=== Data shown ===

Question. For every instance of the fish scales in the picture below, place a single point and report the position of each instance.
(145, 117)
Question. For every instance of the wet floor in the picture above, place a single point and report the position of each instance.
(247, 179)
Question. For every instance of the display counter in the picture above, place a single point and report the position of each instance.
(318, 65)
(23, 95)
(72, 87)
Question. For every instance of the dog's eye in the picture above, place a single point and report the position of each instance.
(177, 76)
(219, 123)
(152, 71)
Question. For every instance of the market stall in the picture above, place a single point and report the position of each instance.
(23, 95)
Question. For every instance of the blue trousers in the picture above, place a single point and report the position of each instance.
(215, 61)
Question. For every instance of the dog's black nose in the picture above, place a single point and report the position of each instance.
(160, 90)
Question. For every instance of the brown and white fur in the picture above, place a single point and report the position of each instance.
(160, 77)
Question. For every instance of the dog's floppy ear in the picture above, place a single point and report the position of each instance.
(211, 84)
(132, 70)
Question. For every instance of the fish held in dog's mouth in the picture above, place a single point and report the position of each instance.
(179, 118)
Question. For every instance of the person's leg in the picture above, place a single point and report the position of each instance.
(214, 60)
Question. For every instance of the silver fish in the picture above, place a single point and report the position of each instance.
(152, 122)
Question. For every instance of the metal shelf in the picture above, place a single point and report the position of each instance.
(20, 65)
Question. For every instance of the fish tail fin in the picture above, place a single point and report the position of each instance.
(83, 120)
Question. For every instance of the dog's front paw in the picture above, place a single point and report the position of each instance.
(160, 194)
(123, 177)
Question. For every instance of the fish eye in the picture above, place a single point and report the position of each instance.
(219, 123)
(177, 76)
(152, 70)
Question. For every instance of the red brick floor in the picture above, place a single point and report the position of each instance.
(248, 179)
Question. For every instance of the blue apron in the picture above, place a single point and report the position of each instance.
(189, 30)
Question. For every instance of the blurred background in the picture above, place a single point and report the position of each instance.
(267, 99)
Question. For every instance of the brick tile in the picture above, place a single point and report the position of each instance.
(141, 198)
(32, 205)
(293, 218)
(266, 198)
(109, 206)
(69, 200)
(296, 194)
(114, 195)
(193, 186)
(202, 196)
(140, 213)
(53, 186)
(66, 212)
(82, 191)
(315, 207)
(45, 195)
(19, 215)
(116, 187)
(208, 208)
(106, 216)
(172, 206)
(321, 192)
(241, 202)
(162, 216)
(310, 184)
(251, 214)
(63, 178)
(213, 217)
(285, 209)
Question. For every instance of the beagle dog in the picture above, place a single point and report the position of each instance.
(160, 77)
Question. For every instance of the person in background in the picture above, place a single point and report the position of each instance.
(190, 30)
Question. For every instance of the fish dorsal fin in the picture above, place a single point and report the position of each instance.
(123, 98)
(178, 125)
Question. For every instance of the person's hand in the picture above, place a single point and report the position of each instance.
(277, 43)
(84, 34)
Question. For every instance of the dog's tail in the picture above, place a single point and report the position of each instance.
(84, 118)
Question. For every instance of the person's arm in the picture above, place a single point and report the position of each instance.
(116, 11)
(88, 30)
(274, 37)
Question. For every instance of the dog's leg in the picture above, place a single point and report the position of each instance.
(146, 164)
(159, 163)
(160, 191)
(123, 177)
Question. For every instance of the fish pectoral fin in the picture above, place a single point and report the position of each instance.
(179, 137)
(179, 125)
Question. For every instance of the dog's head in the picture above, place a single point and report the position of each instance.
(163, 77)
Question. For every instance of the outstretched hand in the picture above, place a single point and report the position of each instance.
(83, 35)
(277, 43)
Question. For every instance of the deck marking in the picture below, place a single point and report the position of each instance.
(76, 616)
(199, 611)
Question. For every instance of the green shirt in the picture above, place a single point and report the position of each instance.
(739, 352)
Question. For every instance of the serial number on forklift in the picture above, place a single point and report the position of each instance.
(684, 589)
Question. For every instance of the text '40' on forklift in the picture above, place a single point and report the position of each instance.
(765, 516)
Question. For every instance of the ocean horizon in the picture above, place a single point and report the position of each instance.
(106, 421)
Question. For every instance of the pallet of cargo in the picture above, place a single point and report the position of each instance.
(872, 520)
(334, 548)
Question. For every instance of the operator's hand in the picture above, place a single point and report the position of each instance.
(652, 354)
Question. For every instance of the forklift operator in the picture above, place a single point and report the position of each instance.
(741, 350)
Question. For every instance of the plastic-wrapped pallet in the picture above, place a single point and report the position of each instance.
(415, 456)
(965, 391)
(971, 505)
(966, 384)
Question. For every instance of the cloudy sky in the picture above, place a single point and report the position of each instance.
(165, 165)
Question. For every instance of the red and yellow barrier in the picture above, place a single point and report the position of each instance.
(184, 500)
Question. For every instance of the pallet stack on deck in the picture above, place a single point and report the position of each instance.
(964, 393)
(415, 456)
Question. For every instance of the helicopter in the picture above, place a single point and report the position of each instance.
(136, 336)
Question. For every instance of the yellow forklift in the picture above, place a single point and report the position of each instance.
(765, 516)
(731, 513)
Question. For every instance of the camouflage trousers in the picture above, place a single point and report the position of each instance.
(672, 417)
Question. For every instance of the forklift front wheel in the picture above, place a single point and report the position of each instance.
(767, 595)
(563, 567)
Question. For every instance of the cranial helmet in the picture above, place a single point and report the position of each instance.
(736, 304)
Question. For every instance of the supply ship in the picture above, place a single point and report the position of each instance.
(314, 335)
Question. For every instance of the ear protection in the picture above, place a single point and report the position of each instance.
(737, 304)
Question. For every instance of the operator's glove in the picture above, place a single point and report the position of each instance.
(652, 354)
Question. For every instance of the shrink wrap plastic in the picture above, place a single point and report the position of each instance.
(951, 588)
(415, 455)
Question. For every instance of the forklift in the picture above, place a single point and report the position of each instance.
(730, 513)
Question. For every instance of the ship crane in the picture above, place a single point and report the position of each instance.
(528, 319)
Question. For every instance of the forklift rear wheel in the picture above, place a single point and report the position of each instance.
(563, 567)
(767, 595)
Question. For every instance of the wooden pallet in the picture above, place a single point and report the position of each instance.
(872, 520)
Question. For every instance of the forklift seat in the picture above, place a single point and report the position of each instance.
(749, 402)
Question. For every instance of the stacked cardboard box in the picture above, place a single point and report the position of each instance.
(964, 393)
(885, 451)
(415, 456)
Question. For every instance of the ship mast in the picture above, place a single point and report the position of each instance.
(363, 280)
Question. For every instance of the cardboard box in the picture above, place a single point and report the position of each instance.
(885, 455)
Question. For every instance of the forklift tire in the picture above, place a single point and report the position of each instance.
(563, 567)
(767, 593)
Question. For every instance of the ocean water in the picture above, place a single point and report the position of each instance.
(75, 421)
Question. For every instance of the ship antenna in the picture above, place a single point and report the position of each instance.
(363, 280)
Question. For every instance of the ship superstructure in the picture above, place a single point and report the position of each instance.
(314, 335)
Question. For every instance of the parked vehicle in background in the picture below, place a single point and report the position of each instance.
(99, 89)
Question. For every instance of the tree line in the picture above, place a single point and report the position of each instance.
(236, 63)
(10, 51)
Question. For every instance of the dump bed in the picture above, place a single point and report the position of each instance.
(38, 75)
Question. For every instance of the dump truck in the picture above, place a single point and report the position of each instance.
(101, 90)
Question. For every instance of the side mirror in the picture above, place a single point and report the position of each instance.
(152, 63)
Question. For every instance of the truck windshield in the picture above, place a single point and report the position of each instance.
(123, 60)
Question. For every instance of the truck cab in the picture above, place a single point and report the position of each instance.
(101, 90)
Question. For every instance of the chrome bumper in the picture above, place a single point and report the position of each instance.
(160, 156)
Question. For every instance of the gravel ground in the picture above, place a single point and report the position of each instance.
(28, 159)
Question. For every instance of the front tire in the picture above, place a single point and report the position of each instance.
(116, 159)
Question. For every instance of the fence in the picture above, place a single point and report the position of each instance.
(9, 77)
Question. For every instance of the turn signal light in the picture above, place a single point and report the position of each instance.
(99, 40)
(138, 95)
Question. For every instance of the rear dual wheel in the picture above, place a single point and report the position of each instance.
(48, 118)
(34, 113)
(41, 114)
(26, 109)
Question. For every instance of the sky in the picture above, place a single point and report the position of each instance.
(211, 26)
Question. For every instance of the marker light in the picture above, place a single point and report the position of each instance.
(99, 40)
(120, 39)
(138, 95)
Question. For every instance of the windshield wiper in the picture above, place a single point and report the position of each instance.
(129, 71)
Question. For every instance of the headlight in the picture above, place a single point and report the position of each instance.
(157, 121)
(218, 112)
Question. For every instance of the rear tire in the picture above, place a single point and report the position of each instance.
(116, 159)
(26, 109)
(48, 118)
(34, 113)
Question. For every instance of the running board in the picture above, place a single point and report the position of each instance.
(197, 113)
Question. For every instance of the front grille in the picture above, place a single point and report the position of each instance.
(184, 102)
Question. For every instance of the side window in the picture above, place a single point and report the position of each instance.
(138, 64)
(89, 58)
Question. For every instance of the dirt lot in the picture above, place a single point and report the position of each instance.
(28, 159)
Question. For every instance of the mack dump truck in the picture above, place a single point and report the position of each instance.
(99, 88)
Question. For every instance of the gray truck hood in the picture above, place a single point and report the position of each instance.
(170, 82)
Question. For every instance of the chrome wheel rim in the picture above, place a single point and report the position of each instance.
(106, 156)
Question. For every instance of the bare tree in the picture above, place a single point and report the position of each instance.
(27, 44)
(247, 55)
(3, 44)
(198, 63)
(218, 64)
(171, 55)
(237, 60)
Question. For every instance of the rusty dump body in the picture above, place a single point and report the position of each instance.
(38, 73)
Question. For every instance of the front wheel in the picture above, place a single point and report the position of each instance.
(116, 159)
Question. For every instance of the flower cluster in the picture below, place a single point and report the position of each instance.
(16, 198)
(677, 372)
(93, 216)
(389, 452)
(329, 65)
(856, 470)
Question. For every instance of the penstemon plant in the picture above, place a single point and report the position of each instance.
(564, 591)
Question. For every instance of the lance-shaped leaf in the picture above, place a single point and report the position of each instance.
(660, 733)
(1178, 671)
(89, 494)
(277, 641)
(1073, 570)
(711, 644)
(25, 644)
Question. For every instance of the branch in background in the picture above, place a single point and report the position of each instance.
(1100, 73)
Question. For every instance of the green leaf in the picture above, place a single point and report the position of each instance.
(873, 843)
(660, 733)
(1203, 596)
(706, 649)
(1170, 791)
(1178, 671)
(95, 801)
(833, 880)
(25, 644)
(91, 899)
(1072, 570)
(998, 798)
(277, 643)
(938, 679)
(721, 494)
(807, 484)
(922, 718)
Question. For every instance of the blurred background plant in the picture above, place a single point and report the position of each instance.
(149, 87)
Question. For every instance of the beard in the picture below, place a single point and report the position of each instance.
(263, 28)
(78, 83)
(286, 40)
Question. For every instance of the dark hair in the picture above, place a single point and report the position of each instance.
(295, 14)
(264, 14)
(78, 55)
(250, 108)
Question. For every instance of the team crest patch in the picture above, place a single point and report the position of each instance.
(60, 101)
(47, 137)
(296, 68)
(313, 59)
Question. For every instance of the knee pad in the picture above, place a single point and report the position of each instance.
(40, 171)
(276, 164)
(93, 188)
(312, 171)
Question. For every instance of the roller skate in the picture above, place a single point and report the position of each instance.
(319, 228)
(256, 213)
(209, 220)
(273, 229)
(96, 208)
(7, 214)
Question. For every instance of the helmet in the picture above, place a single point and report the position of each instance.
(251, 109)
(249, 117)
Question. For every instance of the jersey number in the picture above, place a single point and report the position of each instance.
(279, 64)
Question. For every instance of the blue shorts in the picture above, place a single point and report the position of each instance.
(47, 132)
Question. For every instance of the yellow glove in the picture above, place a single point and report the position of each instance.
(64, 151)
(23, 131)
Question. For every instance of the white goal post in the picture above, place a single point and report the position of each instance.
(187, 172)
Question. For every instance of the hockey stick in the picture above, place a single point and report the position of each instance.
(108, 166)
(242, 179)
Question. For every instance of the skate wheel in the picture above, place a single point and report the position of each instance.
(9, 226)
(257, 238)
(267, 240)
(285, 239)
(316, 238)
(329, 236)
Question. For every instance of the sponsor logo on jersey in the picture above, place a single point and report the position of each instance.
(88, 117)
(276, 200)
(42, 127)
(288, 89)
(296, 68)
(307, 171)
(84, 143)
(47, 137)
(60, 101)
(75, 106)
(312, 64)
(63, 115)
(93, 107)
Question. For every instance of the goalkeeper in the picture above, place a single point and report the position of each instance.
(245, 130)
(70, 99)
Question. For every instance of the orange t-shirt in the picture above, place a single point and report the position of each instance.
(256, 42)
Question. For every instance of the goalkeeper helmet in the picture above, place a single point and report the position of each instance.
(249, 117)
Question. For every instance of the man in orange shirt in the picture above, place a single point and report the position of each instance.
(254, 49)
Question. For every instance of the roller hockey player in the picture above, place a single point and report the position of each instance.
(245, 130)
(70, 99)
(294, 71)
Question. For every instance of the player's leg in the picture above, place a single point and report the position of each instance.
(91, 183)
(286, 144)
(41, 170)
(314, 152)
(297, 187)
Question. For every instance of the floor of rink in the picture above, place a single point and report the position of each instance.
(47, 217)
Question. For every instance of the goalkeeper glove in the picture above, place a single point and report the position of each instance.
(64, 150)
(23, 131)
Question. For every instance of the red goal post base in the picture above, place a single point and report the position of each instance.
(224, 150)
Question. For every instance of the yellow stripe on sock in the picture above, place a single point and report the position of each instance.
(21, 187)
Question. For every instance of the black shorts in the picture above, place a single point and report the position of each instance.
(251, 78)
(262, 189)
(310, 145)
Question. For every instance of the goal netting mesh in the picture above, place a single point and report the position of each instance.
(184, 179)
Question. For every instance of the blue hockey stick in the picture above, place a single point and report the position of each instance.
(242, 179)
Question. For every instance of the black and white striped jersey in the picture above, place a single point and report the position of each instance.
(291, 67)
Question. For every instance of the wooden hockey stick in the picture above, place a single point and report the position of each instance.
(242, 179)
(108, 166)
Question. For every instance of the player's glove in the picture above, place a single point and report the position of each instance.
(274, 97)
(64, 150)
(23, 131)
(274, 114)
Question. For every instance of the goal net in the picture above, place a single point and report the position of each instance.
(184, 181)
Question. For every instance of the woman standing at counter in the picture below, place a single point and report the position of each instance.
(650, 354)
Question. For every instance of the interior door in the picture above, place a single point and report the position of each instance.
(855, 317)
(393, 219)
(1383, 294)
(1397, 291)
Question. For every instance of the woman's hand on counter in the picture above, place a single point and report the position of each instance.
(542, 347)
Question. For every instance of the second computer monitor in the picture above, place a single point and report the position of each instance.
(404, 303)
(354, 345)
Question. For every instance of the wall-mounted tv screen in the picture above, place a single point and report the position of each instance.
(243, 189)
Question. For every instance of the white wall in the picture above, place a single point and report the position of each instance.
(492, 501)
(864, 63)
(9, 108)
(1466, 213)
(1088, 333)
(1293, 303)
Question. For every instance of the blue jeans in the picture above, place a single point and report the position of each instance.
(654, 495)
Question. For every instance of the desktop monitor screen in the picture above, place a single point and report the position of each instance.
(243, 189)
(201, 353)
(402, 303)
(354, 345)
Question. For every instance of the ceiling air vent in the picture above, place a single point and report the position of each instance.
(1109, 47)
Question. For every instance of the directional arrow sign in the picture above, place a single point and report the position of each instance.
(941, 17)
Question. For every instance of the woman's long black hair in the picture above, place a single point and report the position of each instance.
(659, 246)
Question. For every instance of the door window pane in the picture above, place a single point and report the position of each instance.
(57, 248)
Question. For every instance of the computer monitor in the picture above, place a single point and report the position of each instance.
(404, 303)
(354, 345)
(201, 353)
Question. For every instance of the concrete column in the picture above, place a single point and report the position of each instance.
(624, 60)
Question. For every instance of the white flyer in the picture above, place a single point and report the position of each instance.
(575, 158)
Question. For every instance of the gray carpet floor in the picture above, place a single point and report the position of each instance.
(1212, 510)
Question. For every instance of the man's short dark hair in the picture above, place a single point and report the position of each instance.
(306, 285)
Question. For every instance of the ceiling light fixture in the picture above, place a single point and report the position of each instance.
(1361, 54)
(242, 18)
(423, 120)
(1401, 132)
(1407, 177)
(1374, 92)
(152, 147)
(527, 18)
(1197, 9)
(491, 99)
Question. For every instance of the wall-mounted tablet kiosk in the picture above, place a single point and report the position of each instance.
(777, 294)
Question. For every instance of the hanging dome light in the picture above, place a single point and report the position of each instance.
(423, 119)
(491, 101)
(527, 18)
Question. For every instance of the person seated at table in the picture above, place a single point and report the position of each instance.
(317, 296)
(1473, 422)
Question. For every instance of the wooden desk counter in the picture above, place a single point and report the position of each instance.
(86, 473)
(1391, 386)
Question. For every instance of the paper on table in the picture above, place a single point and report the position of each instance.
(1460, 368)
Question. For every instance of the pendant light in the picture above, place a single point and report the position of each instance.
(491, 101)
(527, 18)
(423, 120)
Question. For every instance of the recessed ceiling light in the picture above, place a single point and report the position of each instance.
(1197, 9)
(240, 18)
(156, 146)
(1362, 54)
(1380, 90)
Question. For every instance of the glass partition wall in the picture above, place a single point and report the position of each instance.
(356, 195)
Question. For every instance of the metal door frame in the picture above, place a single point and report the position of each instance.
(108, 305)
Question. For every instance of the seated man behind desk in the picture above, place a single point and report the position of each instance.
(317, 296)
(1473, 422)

===

Activity: Which lines run from the one containing "Question. For every instance of the ceiling light" to the end of the records? Transcribe exactly those, both ends included.

Result below:
Question. For every instance of the ceiling light fixture in the picture above, place a single point and report the position of each instance.
(1361, 54)
(242, 18)
(423, 120)
(1401, 132)
(1407, 177)
(1374, 92)
(152, 147)
(527, 18)
(1197, 9)
(491, 99)
Question. For every instance of the wall-mounted tablet kiosk in the picture above, place a single point and report the position of each instance.
(777, 294)
Question. For every instance of the hanging dome light in the picture above, place a single point and report the position of each instance.
(423, 119)
(491, 101)
(527, 18)
Question. For every instance of the person seated at table in the picture above, place a single point and report the position of each instance.
(317, 296)
(1473, 422)
Question. For every instance of the wooden desk counter in the picture above, place a single point and report the position of each instance.
(86, 473)
(1391, 386)
Question. For every instance of the paper on table in the picture above, place a single point and report the position of each instance.
(1460, 368)
Question. For every instance of the pendant light in the picture above, place a single point and report the position of each instance.
(491, 101)
(527, 18)
(423, 120)
Question. For every instance of the recessed ceiling light in the picture above, place a single point and report the position of each instance.
(1197, 9)
(240, 18)
(156, 146)
(1362, 54)
(1380, 90)
Question. For every instance of the glass partition wall in the picture above, place a single point and report the position of each instance.
(356, 195)
Question. For every instance of the metal door frame in the picture above, place a single point and report the position of each instance.
(108, 305)
Question. For every instance of the seated man behind desk in the picture above, place a single point and report the position of each instance.
(317, 296)
(1473, 422)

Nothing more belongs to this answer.